- Stated goal
Extract each line of the records that contains the word "flower".

- Records for this task

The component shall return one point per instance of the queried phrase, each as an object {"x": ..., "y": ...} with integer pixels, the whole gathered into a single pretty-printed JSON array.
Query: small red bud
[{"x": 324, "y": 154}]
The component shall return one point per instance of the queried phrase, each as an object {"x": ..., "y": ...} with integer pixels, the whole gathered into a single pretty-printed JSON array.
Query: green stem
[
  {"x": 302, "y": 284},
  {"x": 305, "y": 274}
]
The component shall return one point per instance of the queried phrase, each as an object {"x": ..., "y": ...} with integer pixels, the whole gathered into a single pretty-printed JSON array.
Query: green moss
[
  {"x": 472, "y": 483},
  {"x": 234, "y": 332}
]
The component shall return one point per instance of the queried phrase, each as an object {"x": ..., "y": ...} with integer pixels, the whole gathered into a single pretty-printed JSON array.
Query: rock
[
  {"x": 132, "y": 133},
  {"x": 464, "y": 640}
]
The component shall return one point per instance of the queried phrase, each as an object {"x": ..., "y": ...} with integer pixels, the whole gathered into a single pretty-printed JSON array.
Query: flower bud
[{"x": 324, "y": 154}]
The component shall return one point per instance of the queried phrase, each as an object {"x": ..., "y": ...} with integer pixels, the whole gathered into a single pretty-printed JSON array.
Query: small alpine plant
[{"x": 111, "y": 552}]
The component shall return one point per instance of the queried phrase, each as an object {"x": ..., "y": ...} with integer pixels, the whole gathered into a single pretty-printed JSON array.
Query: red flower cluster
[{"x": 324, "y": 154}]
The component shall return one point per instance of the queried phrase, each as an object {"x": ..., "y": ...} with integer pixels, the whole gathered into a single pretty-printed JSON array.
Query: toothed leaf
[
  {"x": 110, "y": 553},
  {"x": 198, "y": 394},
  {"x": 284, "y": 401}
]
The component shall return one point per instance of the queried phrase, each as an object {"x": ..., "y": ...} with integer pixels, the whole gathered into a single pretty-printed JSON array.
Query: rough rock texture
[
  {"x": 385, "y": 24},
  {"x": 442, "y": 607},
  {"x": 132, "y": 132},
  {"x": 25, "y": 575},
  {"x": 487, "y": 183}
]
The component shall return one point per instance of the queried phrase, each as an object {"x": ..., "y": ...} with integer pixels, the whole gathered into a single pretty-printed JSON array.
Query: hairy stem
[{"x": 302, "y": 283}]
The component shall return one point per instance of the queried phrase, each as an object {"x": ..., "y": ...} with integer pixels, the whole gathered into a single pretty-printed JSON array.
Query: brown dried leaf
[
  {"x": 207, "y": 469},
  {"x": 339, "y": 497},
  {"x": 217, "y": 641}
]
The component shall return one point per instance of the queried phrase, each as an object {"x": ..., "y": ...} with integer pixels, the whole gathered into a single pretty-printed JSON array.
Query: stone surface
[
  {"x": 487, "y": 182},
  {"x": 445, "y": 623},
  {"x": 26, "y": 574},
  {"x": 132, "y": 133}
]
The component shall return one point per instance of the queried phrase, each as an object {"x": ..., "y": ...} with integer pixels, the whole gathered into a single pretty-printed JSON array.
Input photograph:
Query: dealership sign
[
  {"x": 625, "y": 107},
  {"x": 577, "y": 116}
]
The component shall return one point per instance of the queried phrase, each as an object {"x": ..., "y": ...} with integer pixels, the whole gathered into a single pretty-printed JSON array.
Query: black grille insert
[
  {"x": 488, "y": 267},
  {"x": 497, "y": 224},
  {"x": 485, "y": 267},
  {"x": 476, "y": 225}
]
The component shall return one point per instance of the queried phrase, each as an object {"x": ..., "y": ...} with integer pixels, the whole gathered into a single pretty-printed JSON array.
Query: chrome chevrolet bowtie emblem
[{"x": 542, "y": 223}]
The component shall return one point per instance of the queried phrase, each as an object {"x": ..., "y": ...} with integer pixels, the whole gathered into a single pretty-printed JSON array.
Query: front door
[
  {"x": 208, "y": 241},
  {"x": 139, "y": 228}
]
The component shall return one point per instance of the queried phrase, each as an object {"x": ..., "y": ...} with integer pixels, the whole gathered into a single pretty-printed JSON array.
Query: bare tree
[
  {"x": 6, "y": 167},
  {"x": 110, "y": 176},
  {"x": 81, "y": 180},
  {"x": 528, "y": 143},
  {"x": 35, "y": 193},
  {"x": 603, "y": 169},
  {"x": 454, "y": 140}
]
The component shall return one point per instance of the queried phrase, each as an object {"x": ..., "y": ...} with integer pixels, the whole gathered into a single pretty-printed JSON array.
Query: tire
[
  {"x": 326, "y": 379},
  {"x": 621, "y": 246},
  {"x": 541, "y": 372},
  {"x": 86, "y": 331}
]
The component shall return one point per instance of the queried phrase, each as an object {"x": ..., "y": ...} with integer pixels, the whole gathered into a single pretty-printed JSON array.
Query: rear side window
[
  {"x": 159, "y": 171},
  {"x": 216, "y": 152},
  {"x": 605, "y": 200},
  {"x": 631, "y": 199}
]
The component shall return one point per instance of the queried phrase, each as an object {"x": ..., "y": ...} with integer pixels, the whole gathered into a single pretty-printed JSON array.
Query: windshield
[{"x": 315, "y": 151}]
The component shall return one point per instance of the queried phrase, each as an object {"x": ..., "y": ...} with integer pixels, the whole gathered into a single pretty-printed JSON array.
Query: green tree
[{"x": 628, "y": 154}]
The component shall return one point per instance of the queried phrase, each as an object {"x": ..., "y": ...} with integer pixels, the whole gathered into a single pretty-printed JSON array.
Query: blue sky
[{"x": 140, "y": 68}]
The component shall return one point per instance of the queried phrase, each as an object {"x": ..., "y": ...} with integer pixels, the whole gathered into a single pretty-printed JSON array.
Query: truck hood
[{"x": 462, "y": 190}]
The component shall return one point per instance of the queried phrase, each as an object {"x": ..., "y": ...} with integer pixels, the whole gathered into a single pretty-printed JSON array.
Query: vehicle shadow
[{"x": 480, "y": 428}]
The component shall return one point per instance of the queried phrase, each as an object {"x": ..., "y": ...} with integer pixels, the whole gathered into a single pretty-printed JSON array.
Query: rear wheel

- Correct answer
Query: flower bud
Query: red flower cluster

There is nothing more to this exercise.